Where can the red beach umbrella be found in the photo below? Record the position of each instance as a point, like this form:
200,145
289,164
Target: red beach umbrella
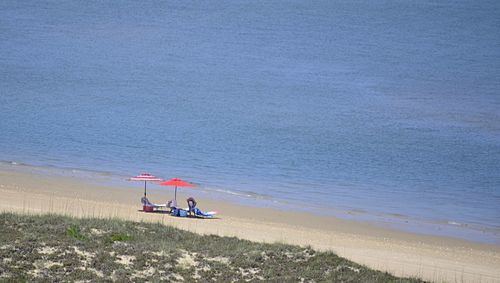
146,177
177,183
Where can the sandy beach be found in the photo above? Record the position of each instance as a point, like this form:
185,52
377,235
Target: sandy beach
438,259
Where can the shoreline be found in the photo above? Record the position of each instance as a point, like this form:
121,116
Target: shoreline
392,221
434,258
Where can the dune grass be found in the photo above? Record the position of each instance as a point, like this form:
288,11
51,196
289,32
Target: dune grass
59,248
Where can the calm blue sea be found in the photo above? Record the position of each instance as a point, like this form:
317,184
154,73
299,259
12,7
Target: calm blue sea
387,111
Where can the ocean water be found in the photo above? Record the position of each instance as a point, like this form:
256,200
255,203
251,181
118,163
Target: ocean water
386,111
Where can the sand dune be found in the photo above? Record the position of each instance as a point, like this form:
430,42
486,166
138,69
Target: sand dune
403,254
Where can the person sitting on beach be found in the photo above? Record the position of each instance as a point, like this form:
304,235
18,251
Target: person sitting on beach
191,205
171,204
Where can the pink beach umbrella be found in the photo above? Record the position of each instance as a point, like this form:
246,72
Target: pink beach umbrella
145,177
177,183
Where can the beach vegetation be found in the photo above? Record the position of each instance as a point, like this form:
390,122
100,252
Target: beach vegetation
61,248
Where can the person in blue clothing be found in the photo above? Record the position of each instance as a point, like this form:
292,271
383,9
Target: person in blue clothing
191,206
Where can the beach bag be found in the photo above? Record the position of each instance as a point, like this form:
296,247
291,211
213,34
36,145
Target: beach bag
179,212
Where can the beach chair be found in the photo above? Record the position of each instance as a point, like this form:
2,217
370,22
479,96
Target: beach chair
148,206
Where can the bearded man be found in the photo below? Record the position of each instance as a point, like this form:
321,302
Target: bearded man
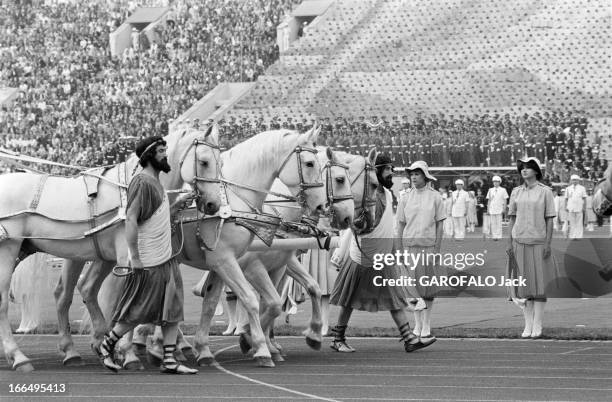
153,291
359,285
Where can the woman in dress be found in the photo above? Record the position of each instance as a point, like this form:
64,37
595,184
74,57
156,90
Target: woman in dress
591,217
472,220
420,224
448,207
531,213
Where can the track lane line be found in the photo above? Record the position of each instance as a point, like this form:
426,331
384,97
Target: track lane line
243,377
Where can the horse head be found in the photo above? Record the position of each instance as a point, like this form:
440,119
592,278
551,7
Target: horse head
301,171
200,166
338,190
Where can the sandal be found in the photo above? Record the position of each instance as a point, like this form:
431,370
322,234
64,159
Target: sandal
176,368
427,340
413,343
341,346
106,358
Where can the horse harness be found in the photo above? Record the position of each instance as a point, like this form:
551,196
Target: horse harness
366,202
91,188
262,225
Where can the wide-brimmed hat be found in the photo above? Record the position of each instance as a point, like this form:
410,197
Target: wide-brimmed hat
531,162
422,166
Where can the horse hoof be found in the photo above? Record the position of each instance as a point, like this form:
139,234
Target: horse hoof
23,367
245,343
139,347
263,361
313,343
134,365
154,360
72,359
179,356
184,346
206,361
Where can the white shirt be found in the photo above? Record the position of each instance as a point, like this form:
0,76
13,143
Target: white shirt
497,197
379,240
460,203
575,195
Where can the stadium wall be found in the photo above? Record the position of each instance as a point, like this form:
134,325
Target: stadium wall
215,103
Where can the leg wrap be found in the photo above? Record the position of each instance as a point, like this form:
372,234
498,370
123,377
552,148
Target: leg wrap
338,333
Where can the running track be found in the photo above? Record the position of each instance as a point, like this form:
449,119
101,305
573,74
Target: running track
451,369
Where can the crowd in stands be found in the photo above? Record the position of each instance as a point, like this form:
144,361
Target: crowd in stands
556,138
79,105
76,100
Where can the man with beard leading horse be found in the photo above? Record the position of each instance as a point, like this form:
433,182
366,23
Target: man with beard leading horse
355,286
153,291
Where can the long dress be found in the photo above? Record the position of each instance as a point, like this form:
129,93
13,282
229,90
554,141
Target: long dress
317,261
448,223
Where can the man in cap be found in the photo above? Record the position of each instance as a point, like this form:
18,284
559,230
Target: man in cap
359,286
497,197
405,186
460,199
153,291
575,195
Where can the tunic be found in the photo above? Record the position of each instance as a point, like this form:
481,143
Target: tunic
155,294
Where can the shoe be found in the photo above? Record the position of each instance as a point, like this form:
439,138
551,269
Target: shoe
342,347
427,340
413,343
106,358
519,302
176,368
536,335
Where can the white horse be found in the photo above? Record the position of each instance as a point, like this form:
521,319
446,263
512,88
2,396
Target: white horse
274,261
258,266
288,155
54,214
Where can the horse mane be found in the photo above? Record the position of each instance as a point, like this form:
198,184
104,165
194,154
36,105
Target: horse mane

----

■ Task brief ■
Copy all the records above exactly, but leave out the pictures.

■ Result of this task ■
Where can the red beach umbrella be found in the photo below? Record the position of each instance as a point, like this form:
200,145
289,164
Target: red beach umbrella
146,177
177,183
Where can the sandy beach be found in the photo above? Record the position of each instance as a point, like this form:
185,52
377,235
Target: sandy beach
438,259
Where can the shoreline be found in the photo above? Record the position of each instance as a point, like this form:
121,116
Target: shoreline
392,221
434,258
Where can the dune grass be found in the photo above? Record the position of each instance as a point, like this form:
288,11
51,196
289,32
Target: dune grass
59,248
Where can the calm blue sea be found in the photo above? Record the position of each instance as a point, like this form:
317,184
154,73
299,259
12,7
Target: calm blue sea
387,111
Where can the ocean water be found in the photo above? Record the position of each instance as a point, like this form:
256,200
255,203
251,181
118,163
Target: ocean water
386,111
Where can the sand dune be found in the photo above? Record the position of each instance as a point, like this form:
430,42
486,166
138,69
Target: sand dune
403,254
Where can the person sitting on beach be found in the photo above? Record the position of each instance as a point, like this form:
304,235
18,251
Target: person sitting on beach
191,205
171,204
Where can the pink beach umbrella be found in the photo above? Record the position of each instance as a point, like this form:
246,72
Target: pink beach umbrella
145,177
177,183
Where can the beach vegetation be found in the photo above? Record the position of each instance as a point, like this form:
390,122
100,252
Target: beach vegetation
61,248
Where can the person in blue clothing be found in the photo above? Record the position of each instance as a point, like this form:
292,271
383,9
Target: person in blue clothing
191,206
Where can the beach bag be found in the photo above? Record the position of each instance as a point, like this form:
296,247
291,211
213,34
36,145
Target: beach bag
179,212
Where can the beach chair be found in the photo above? Record the position of each instance as a point, like this form:
2,217
370,22
479,96
Target: beach chair
148,206
Where can the bearded man be found in the photo below? Record the position of each instance as a point, like this form:
321,302
Target: bearded man
153,291
359,285
Where can the woman in dress be found in the photo above? Record the position of each instance as a point, like this form:
64,37
595,184
74,57
156,90
Target: woman in dress
591,217
472,220
420,224
448,207
531,213
Where can the track lane line be found in the photo above? Record the position of each instance as a point, like this form:
426,331
384,97
Target: track lane line
243,377
Where can the horse head be found in the photo above? Record the position of each instance as a point, like this form:
440,119
592,278
551,7
Target: horse head
301,171
200,166
338,190
Where can the sandal be found in the photo above? Record the position of each instance as a point, like this form:
431,370
322,234
64,159
Target: sandal
176,368
427,340
413,343
341,346
106,358
Where can the horse harness be found in the photo above? Record the position of each instance as a point, like this form:
551,196
Target: horse harness
366,202
91,188
262,225
Where can the wide-brimmed hat be found in the photo above? Record the position of each instance as a point, like this form:
410,197
Target: wide-brimmed hat
531,162
422,166
Where can the horse hoof be found in the photo above? Record the position of each instance as a point, like this form:
139,234
Target: horse hoof
23,367
245,343
139,347
263,361
313,343
134,365
154,360
72,359
179,356
184,346
206,361
Where can the white shirt be found in the photo above? Record the position of each instance as a point, like this form:
0,76
13,143
Target: white shirt
497,197
379,240
460,203
575,195
Where can the stadium wall be found in the photo above? Record the position of each instance as a point, like this form:
134,325
Target: stadium wall
215,103
Where can the leg wrap be found in the photo above? Record the position of each instance as a point, like this form:
372,234
498,370
123,377
552,148
Target: leg wrap
338,333
Where can the running track be found in the photo above? Record the position of each instance as a point, like this form:
449,119
101,305
573,74
Target: running track
451,369
Where can the crowd in stands be found in the photo above? Record the position of each instance as a point, like this form:
144,361
Target: crowd in stands
556,138
79,105
76,100
Where can the man with beard leading horse be found in the photo above? Record the position of each instance as a point, like this form:
433,182
366,23
Target: man with beard leading horse
355,286
153,291
Where can the long dress be found in the photo above? Record the position of each instance as a point, like this form:
129,93
13,282
229,90
554,141
Target: long dress
317,261
448,223
Where can the man in cap be found in the photo above? Record the position of each instance as a point, like this form:
18,284
559,230
Target: man in cap
359,286
497,197
405,186
460,199
153,291
575,195
Where can the tunic be found in the photo above? Record the position of each instance as a point, like this form:
481,143
Target: tunic
155,294
Where can the shoe be found in the photo above? Record the position of each instance as a point, like this form:
439,138
551,269
Target: shoe
342,347
427,340
413,343
106,358
519,302
176,368
536,335
Where can the white horse be found in the photo above? Record the position of each instance as a point, like this form:
521,319
446,263
512,88
2,396
Target: white horse
274,261
258,266
288,155
54,214
Where can the horse mane be found in the photo above? Record the position of each instance as a point, like this form:
198,184
104,165
194,154
36,105
Target: horse mane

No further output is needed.